# Supplied material
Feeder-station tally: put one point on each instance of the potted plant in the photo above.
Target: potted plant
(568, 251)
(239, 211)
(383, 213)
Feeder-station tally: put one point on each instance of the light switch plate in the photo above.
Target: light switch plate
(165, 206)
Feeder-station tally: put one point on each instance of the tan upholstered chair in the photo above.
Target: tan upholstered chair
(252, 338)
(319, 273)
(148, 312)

...

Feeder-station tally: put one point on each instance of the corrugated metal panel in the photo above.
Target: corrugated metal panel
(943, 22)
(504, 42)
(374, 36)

* * *

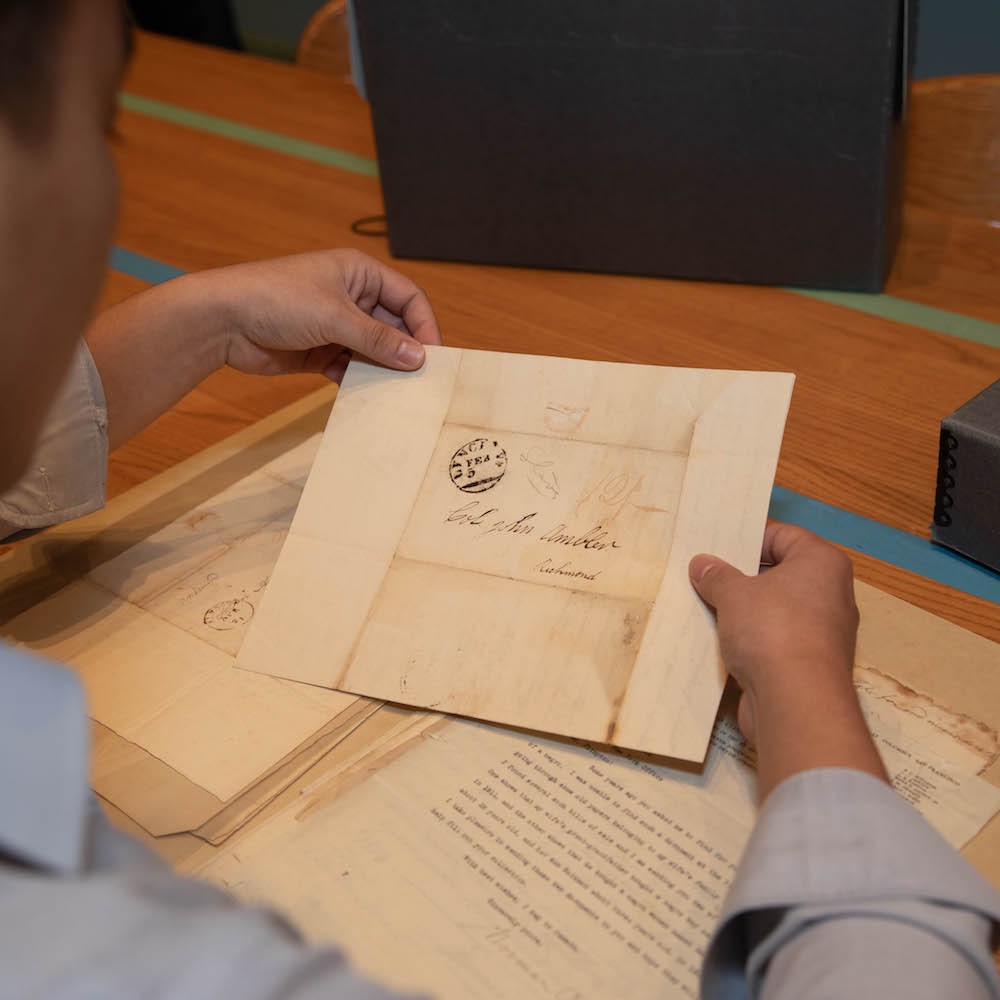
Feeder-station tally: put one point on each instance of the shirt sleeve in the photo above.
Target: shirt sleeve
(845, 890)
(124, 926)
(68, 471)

# Task statement
Gather each line above that contains the word "tally", and copy those lines out in order.

# Exercise solution
Feeder-station tally: put one point on each instance of the potted plant in the photo above.
Feeder-station tally: put one point on each instance of the light switch plate in the photo above.
Feeder-station tally: put one point on each instance of the tan upholstered chair in the photo above.
Feeder-station tally: put one point on each instance of the corrugated metal panel in the photo above.
Feeder-station tally: put one point on each instance of the shirt sleeve in the photo above.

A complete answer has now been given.